SUPPLIED PASSAGE:
'''
# Discoloration (Mold Remediation)



## MHauling (Oct 2, 2018)

Hey guys, I'm new here, and have been reading a lot of the information I could find on here. I'm new to working with Property Management Companies, specifically Guardian Asset Management. Previously they used me for a home junk out, which is what I specialize in. I mainly work for private individuals, but see no harm in working for companies that will pay me what I think I'm worth, I'm not one to low ball just to get a job, this is to feed my family and provide for a successful retirement. 

Anyways, so Guardian was great the first time they used me, paid directly as soon as the job was complete, so no problems there. I'm having reservations about a mold remediation job they want a bid from me for. I have absolutely zero experience in mold remediation, so I want to hire a company, essentially making me a middle man, which I'm okay with as I do not want to be be held liable for an incomplete job. The one company that I've received a bid from so far is offering a 5 year transferable warranty, so I'm not worried about a charge back.

After the first job, Guardian told me that they take 20% of the bid, so to just break even, I need to charge a 25% premium, as they're going to take 20% from the total bid. What type of profit should I expect to make? Since I am simply a middle man, should I just add an extra 10% for myself? I really don't know. I'm hesitant doing this at all because I'm not in this to get other people work, and I was very specific when I signed up that I was looking for home junk outs. I'm comfortable in my niche, so much so that I recently quit my job to go full time in the business (I was already making more working for myself part time in the afternoons than I would make at my job.) Should I even entertain these jobs? They pay 30 days after the current end of the month, which means I would have to front the payment to the mold remediation company that completes the work, and after reading some of the horror stories about these companies not paying properly for "incomplete documentation" it makes me nervous that I would get stuck footing a bill on a $600k home, regardless the fact that they were perfect in paying me last time. 

They have "pushed" to an extent telling me there's tons of work, from lawn cutting, lock changes, evictions, and other things, but I'm just not that interested in that. I'm good at what I do. It's why I can ask a premium price, and that I have only 5 star reviews across Yelp, Google, and Facebook. I strive for perfection in my business. Anyways, I'm just curious how everyone feels about things like this, and what experienced professionals that deal or have dealt with these types of companies have for input. I want to make money, and have built myself a comfortable life, but is it really a good idea to expand in this sense with these companies?

Thanks in advance for the advice!


----------



## Cleanupman (Nov 23, 2012)

MHauling said:


> Hey guys, I'm new here, and have been reading a lot of the information I could find on here. I'm new to working with Property Management Companies, specifically Guardian Asset Management. Previously they used me for a home junk out, which is what I specialize in. I mainly work for private individuals, but see no harm in working for companies that will pay me what I think I'm worth, I'm not one to low ball just to get a job, this is to feed my family and provide for a successful retirement.
'''
RAW DATA:
'''
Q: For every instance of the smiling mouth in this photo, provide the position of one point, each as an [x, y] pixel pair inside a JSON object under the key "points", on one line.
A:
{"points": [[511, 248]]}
'''
WRITTEN REQUEST:
In the mold remediation thread, which sites does MHauling name as showing only 5 star reviews? The data stands apart from the thread.

TASK SOLUTION:
Yelp, Google, Facebook